Violenza sulle donne: riflessione e analisi della Consulta Femminile di Ragusa

Riceviamo e volentieri pubblichiamo il testo della presidente della Consulta Femminile del Comune di Ragusa, Giuseppina Pavone, trasmessa a vari organi politici e di controllo circa i casi di violenza sulle donne.

 

“Il recente episodio di violenza sessuale su una giovane donna del ragusano rimarca ancora di più, caso mai ce ne fosse bisogno, l’urgenza di un ‘piano d’interventi’ quanto più possibile unitario e condiviso, mirato a produrre risultati efficaci e duraturi nel tempo.
Il persistere di comportamenti lesivi della dignità della donna (in tutte le loro forme e modalità espressive) non solo ne evidenzia la drammaticità, che investe aspetti psicologici, umani, sociali, economici, formativo-educativi, nonché giuridici, della sicurezza e, in definitiva, politici, ma dimostra a chiare lettere che le azioni poste in essere ad oggi da Istituzioni e Organismi tutti (pubblici e privati), nonostante l’impegno profuso, risultano marginali e poco incisive in quanto a capacità di penetrazione nella consapevolezza della Comunità.

Materiale fornito →
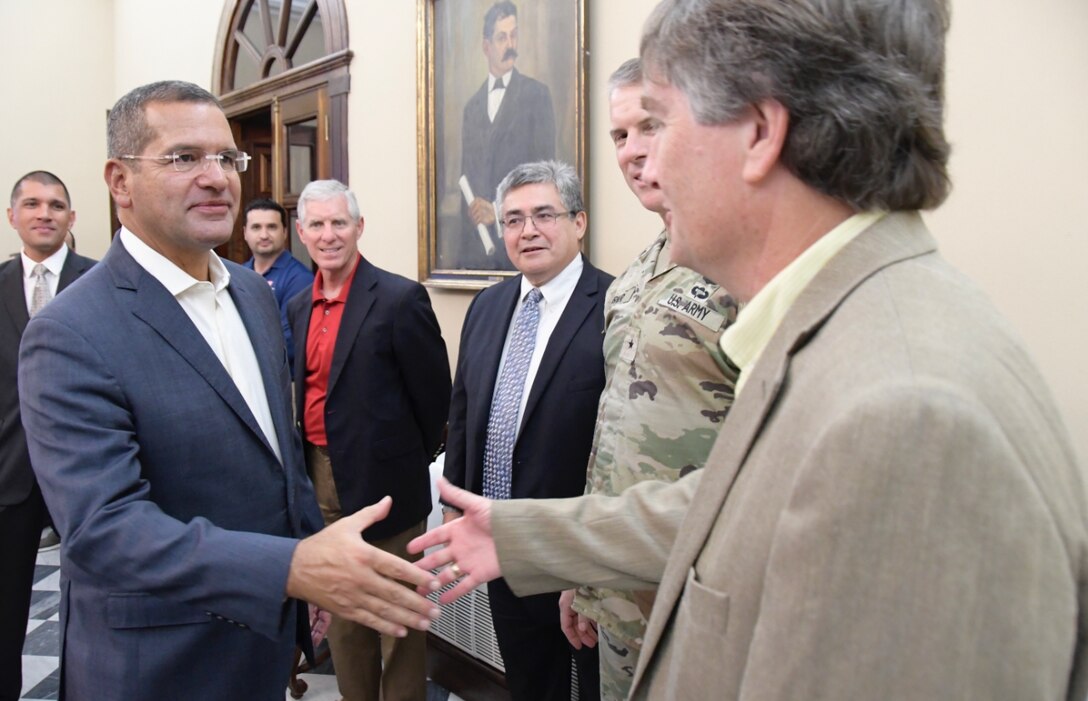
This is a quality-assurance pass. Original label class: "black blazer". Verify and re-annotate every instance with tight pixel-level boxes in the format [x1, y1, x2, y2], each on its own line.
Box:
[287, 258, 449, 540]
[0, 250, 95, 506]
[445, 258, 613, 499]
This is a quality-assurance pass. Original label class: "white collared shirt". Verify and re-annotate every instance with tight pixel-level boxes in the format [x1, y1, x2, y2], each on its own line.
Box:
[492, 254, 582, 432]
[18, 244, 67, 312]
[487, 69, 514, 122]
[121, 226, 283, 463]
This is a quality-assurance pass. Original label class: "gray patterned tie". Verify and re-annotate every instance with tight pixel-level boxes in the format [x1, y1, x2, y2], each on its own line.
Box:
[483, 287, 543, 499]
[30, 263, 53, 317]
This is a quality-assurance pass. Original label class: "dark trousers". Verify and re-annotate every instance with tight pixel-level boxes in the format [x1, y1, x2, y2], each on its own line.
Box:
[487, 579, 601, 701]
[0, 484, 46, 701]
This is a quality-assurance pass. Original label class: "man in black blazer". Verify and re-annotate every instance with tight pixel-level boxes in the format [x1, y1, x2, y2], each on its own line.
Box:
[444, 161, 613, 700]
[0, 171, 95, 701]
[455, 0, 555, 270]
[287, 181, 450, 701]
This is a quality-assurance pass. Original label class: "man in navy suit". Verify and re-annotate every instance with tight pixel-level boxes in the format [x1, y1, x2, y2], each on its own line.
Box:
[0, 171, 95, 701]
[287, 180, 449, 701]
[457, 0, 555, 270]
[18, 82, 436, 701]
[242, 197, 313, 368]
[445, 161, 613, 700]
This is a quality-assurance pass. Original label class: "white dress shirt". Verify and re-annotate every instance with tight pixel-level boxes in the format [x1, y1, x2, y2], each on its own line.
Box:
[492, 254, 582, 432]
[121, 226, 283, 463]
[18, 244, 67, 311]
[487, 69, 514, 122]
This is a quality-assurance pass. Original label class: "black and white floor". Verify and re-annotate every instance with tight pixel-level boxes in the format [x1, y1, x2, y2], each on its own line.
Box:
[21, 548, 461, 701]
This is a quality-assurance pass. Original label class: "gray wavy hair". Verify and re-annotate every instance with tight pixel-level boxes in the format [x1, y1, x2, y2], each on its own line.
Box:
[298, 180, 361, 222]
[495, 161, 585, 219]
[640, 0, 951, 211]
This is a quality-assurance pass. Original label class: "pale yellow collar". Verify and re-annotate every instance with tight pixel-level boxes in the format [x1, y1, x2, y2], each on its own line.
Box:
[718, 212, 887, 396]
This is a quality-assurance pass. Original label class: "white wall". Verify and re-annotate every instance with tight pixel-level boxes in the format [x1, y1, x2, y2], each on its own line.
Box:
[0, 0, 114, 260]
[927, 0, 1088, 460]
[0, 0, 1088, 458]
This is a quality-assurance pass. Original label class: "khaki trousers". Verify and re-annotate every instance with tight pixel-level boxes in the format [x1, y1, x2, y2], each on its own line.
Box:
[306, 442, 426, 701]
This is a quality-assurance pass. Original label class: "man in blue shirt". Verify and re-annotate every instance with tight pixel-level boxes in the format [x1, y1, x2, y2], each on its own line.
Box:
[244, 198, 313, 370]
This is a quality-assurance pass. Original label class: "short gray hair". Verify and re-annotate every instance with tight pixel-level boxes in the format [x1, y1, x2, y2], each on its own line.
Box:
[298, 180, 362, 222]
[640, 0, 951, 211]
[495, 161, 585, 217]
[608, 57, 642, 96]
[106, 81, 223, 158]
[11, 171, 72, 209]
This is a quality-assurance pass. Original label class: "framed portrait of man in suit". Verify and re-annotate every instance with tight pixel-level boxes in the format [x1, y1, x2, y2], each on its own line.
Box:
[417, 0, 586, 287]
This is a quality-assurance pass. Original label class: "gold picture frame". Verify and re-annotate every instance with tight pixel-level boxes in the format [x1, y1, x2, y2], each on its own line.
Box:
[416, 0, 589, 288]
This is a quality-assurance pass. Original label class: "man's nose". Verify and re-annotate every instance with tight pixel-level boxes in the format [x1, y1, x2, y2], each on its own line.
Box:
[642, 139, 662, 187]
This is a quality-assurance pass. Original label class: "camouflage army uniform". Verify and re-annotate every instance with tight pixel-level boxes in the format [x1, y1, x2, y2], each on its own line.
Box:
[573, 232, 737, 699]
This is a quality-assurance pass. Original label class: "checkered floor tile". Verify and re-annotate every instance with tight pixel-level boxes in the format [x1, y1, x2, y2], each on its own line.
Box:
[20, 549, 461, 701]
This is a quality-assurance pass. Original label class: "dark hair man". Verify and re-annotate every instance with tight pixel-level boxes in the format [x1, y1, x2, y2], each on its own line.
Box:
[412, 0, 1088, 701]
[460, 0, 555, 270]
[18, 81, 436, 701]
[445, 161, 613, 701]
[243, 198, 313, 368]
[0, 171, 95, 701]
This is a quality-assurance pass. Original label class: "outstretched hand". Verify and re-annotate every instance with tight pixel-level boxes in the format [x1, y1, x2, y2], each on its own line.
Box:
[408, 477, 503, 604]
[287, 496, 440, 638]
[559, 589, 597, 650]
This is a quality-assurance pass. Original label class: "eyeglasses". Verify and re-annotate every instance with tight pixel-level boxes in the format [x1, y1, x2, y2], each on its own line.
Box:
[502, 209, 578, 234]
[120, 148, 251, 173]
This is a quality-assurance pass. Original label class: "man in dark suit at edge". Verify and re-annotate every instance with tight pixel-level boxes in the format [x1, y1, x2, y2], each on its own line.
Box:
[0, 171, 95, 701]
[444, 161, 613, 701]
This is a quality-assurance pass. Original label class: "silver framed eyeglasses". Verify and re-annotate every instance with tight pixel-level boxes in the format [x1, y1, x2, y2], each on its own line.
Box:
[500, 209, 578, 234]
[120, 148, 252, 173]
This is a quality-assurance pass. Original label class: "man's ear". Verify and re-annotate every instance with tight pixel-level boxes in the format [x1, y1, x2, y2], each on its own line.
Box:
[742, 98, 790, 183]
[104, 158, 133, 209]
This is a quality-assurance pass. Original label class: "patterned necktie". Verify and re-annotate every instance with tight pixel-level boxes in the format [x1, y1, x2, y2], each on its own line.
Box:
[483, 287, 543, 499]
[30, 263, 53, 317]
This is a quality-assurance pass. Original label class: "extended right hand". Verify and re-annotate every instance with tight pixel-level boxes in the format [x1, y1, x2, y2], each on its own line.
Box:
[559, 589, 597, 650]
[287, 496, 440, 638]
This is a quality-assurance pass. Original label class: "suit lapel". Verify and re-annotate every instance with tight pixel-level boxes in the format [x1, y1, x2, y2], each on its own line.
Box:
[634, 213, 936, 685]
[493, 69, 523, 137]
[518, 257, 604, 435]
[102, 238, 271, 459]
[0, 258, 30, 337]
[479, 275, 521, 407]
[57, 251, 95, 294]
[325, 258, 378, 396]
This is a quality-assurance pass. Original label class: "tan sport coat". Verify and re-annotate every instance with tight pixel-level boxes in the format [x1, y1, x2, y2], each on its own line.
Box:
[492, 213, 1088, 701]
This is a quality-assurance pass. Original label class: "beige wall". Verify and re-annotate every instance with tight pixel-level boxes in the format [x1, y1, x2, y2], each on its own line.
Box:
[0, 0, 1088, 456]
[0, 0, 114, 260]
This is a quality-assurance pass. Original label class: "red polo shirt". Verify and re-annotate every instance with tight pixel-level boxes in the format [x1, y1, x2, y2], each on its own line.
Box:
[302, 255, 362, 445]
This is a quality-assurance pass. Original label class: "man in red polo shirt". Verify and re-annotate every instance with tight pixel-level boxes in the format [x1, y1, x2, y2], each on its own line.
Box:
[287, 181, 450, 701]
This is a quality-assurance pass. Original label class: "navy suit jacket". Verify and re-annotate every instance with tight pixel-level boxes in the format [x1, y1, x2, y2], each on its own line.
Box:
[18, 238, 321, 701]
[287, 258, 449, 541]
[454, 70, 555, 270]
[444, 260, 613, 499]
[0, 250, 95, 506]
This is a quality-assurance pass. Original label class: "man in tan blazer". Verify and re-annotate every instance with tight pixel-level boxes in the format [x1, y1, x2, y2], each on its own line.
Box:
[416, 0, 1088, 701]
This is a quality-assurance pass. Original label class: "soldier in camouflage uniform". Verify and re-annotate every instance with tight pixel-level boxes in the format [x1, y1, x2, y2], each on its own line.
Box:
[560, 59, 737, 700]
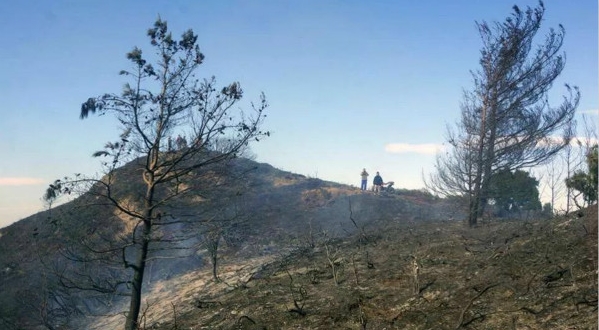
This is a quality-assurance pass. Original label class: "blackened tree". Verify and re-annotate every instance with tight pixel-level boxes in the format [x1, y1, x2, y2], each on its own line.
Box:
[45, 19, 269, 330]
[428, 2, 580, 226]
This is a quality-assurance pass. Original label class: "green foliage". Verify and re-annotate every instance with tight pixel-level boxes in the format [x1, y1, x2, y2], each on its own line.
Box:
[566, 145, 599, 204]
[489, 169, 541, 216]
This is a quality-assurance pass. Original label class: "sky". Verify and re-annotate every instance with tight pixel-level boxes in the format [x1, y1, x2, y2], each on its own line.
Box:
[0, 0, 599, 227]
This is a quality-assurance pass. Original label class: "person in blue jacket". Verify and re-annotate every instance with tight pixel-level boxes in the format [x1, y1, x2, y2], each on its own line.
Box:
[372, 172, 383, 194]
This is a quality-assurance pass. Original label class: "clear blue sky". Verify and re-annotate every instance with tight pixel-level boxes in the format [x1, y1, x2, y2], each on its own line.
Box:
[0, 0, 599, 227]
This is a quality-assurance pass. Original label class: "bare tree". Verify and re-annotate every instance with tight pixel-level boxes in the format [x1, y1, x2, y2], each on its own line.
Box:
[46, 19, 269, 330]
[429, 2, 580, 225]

Consegne →
a) Ricopia dal testo sulla violenza sulle donne il passo compreso tra "Riceviamo e volentieri" e "duraturi nel tempo.", estremi inclusi.
b) Riscrivi le righe dei dati comprese tra quella che contiene "in red polo" e quella che contiene "[428, 2, 580, 226]", estremi inclusi, sostituendo "quality-assurance pass" con "quality-control pass" e lasciando invariato tutto il resto. Ometti le immagini dalla risposta.

Risposte →
a)
Riceviamo e volentieri pubblichiamo il testo della presidente della Consulta Femminile del Comune di Ragusa, Giuseppina Pavone, trasmessa a vari organi politici e di controllo circa i casi di violenza sulle donne.

 

“Il recente episodio di violenza sessuale su una giovane donna del ragusano rimarca ancora di più, caso mai ce ne fosse bisogno, l’urgenza di un ‘piano d’interventi’ quanto più possibile unitario e condiviso, mirato a produrre risultati efficaci e duraturi nel tempo.

b)
This is a quality-control pass. Original label class: "man in red polo shirt". Verify and re-annotate every instance with tight pixel-level boxes in the format [x1, y1, x2, y2], each on its own line.
Box:
[287, 181, 450, 701]
This is a quality-control pass. Original label class: "navy suit jacket". Verify and re-annotate every instance with tight pixel-level boxes in the format [x1, y1, x2, y2], each on its own line.
Box:
[18, 238, 321, 701]
[287, 258, 449, 541]
[454, 70, 555, 270]
[444, 260, 613, 499]
[0, 250, 95, 506]
This is a quality-control pass. Original label class: "man in tan blazer". Verify and re-annotate every instance with tight pixel-level boxes in the format [x1, y1, x2, y2], each on its own line.
Box:
[416, 0, 1088, 701]
This is a quality-control pass. Original label class: "soldier in camouflage uniform". Verify and re-annotate every instance with tight pixel-level boxes in the format [x1, y1, x2, y2], each on its own line.
Box:
[560, 59, 737, 700]
This is a quality-control pass. Original label class: "blackened tree". Verify and re-annotate every instance with tight pixel-level boxes in the format [x1, y1, x2, y2], each on its own line.
Box:
[45, 19, 269, 330]
[428, 2, 580, 226]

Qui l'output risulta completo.